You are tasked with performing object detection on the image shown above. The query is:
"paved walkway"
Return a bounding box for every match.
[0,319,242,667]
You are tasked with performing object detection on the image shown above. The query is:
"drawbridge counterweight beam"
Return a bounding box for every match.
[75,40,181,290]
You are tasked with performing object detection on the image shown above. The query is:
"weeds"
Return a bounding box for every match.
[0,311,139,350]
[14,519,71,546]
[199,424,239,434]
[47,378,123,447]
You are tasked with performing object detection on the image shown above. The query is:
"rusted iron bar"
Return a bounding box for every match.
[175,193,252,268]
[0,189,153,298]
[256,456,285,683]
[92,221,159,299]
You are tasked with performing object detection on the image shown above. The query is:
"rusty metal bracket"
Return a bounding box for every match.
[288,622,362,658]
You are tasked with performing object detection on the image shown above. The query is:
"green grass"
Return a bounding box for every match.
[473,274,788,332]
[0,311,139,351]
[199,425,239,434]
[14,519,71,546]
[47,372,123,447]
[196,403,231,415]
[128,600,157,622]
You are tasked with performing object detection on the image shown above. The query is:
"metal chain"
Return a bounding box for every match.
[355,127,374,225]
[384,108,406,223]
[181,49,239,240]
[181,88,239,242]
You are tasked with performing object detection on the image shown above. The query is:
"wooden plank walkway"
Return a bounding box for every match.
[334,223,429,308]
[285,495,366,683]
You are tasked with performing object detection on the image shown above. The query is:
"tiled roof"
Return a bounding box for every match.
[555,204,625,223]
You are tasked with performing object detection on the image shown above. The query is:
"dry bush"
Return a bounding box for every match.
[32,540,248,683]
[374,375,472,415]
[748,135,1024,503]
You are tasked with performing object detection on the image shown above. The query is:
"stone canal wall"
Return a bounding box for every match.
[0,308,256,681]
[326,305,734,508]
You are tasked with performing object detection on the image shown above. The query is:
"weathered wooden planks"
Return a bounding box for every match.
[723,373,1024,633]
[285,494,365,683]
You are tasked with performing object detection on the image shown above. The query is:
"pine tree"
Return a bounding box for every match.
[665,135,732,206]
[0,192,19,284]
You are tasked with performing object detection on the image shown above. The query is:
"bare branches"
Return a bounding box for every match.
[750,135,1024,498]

---

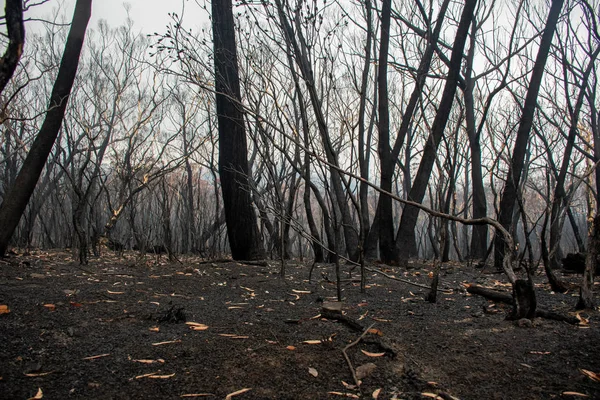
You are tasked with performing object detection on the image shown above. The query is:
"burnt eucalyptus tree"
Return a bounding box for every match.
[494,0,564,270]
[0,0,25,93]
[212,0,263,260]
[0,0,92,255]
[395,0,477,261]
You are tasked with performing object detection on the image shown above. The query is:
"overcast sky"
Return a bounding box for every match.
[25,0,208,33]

■ **Exercise**:
Please pick out every line in the records that contains the word "walkway", and copy each of those lines in full.

■ **Solution below**:
"paved walkway"
"wooden plank walkway"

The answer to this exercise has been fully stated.